:: Document passage ::
________________________________________
As a multifactorial entity, disease can obviously be produced —or at least worsened— by lifestyle and environment: Diabetes, hypertension, obesity are only a few examples of conditions that are related to the Western way of life. But as a McDonald’s hamburger can block your arteries, so does the carbohydrate-flooded diet that the crisis has imposed to those Venezuelans who still can afford to buy food.

Nevertheless, Dr. Caporale seems to have forgotten some basic aspects of her pathophysiology lessons, so let’s refresh some basic concepts.

Diseases are complex processes in which a certain type and number of cells stop being able to develop the functions required by the organisms they form. As a consequence of this, several signs and symptoms eventually show up. Since the last decades of the 20th century health and disease have been seen as two extremes of an individual continuum, affected by conditions regarding the organism itself, the agents capable of damaging it,  the environment in which both coexist, and the way in which all of them interact with each other.

Few places in the world show the effect that adverse social conditions and life habits can have on health like the all socialist and bolivarian Venezuela

For a disease to occur, different metabolic pathways must malfunction, the mechanism through which these functions get damaged represents the pathogenesis of the disease, and the elements that put those mechanisms into motion are known as etiologic agents. Etiologic agents can be extremely varied: from a virus or bacteria to a mutation in a gene, the kinetic energy released by a bullet, or even a chemical imbalance in the brain.

Last time I checked however, capitalism wasn’t included in the list.
________________________________________
:: Dataset ::
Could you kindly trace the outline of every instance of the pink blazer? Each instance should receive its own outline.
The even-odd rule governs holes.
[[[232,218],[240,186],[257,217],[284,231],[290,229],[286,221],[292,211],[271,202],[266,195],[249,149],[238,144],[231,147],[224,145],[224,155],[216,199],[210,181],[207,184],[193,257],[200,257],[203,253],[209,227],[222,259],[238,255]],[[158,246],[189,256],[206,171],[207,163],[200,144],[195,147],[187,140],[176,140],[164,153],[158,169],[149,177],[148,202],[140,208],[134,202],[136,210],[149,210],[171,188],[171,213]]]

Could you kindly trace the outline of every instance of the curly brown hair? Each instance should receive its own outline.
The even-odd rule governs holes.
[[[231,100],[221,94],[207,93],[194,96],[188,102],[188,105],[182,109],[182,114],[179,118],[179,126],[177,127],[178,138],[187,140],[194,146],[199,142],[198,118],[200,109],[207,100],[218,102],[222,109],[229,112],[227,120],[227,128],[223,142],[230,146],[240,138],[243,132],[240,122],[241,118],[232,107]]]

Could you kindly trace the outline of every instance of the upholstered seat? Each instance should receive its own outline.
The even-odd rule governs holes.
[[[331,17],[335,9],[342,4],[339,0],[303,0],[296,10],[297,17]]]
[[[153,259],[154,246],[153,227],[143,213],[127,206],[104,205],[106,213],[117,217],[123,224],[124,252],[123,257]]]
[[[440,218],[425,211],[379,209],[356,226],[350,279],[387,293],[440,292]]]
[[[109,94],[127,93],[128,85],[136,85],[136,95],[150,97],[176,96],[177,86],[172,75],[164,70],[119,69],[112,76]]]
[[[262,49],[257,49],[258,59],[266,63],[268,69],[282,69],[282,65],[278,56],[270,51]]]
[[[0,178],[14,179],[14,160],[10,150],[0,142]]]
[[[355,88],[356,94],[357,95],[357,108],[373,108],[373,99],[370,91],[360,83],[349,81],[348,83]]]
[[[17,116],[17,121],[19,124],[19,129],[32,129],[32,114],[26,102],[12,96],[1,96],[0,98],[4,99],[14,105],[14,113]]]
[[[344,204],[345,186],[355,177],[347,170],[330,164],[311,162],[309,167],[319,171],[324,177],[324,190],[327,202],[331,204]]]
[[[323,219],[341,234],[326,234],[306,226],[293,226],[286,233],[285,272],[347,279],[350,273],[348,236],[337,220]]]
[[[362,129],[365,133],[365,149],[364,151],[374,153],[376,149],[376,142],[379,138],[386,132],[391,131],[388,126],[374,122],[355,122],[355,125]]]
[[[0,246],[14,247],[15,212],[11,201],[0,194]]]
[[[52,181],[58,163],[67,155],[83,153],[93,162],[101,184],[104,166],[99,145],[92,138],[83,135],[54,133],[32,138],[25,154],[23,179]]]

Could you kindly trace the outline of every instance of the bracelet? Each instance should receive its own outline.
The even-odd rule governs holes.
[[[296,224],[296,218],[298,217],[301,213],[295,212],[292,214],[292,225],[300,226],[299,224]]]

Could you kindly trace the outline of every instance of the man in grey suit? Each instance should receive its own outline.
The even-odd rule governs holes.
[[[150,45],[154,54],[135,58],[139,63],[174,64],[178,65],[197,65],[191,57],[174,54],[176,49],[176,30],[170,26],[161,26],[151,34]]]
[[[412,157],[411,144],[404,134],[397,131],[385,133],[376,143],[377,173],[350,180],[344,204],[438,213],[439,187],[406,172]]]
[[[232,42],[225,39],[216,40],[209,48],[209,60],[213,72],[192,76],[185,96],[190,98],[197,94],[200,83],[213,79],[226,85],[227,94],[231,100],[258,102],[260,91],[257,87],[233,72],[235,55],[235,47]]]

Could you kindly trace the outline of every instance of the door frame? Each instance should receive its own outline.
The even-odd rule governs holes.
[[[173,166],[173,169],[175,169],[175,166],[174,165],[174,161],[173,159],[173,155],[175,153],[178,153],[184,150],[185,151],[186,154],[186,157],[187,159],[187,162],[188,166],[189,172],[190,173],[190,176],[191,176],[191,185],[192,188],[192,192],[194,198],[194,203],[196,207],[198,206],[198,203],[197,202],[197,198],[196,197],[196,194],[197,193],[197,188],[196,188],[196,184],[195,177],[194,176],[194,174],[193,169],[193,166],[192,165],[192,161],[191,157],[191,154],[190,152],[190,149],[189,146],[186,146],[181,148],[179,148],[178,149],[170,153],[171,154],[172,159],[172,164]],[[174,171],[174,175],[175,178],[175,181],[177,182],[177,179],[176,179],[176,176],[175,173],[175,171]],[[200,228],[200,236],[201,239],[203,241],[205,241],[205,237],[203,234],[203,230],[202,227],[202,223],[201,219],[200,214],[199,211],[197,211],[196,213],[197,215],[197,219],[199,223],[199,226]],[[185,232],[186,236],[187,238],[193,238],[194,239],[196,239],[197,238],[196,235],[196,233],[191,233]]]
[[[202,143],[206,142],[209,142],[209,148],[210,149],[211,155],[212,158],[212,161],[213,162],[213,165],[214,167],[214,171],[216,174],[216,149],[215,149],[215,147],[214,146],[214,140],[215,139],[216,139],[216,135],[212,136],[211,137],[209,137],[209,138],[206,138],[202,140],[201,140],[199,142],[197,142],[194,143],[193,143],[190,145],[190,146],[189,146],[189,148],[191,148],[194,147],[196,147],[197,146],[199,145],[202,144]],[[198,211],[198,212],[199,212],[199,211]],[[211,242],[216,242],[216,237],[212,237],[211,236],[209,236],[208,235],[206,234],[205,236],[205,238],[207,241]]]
________________________________________
:: Tasks to complete ::
**A)** In the passage on disease and Venezuela, rewrite everything from "As a multifactorial" down to "some basic concepts.", changing "arteries" to "blood vessels".
**B)** According to the passage on disease and Venezuela, why do signs and symptoms eventually show up in a disease? Answer in one to three sentences.

:: Outputs for the tasks ::
**A)**
As a multifactorial entity, disease can obviously be produced —or at least worsened— by lifestyle and environment: Diabetes, hypertension, obesity are only a few examples of conditions that are related to the Western way of life. But as a McDonald’s hamburger can block your blood vessels, so does the carbohydrate-flooded diet that the crisis has imposed to those Venezuelans who still can afford to buy food.

Nevertheless, Dr. Caporale seems to have forgotten some basic aspects of her pathophysiology lessons, so let’s refresh some basic concepts.

**B)** Signs and symptoms show up because a certain type and number of cells stop being able to develop the functions required by the organisms they form. Their appearance is a consequence of that loss of function.